▸ Fragmento de página:
************

En el capítulo de su alocución dedicado a la
relación enfermo-médico, dice el Papa: Es
necesario comprometerse en una 'personalización de
la medicina', que llevándola nuevamente a una consideración
más unitaria del enfermo, favorezca la instauración
de una relación con él más humanizada,
es decir, capaz de no lacerar el vínculo entre la esfera
sico-afectiva y su cuerpo dolorido. La relación enfermo-médico
debe volver a basarse en un diálogo hecho de escucha,
de respeto, de interés; debe volver a ser un auténtico
encuentro entre dos hombres libres o como alguien ha dicho,
entre una 'confianza' y una 'conciencia'.

************

▸ Los datos:
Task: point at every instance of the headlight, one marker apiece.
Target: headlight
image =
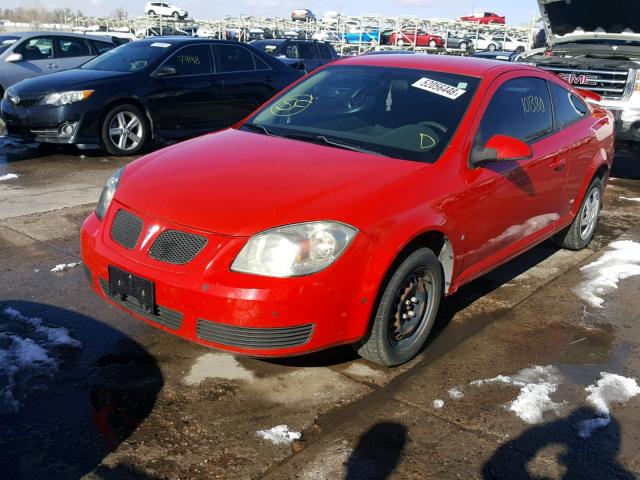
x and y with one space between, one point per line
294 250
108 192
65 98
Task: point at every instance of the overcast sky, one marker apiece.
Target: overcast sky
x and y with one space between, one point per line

************

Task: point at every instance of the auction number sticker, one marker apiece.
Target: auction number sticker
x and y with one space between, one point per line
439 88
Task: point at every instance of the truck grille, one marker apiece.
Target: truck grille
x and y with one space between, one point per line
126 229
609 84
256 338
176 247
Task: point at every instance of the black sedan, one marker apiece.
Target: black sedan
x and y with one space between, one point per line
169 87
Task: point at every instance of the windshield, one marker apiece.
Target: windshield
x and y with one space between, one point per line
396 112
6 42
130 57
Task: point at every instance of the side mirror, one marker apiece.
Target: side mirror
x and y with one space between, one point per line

************

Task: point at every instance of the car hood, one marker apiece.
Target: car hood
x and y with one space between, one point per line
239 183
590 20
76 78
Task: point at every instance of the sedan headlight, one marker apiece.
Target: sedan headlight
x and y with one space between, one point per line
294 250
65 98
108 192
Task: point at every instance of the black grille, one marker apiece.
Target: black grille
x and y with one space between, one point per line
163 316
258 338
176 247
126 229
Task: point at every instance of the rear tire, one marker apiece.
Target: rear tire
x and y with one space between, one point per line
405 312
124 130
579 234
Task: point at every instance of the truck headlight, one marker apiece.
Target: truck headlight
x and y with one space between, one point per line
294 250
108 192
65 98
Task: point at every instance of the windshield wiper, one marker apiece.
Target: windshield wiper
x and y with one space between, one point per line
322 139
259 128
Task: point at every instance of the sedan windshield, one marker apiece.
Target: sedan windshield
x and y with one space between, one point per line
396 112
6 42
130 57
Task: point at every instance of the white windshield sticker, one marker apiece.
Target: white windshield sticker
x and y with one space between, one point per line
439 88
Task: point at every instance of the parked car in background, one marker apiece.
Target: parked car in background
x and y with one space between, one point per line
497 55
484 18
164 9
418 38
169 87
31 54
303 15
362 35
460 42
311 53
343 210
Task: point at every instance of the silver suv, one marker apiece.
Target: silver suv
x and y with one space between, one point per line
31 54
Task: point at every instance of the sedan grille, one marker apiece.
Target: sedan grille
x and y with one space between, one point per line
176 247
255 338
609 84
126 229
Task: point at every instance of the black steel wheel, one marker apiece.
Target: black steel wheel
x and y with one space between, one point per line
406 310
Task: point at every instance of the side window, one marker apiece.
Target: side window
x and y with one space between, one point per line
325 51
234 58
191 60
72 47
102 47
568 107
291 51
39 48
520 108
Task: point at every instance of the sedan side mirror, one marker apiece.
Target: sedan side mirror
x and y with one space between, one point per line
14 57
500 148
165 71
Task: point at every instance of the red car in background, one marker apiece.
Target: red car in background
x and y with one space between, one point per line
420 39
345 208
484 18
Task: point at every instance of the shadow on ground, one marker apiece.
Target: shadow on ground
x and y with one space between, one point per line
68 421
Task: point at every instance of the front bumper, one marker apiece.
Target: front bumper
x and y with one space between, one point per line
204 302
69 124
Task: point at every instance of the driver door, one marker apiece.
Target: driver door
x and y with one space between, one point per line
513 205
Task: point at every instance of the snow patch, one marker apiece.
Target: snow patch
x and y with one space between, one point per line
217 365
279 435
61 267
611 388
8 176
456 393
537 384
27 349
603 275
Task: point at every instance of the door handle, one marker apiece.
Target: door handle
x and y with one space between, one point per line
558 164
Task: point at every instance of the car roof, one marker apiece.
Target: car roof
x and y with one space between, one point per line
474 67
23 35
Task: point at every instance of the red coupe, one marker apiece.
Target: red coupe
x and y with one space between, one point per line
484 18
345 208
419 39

************

▸ Lo que se pide: Devuelve sin cambios la parte del fragmento sobre la relación enfermo-médico que va entre "En el capítulo" y "y una 'conciencia'.", ambos incluidos.

▸ Respuesta:
En el capítulo de su alocución dedicado a la
relación enfermo-médico, dice el Papa: Es
necesario comprometerse en una 'personalización de
la medicina', que llevándola nuevamente a una consideración
más unitaria del enfermo, favorezca la instauración
de una relación con él más humanizada,
es decir, capaz de no lacerar el vínculo entre la esfera
sico-afectiva y su cuerpo dolorido. La relación enfermo-médico
debe volver a basarse en un diálogo hecho de escucha,
de respeto, de interés; debe volver a ser un auténtico
encuentro entre dos hombres libres o como alguien ha dicho,
entre una 'confianza' y una 'conciencia'.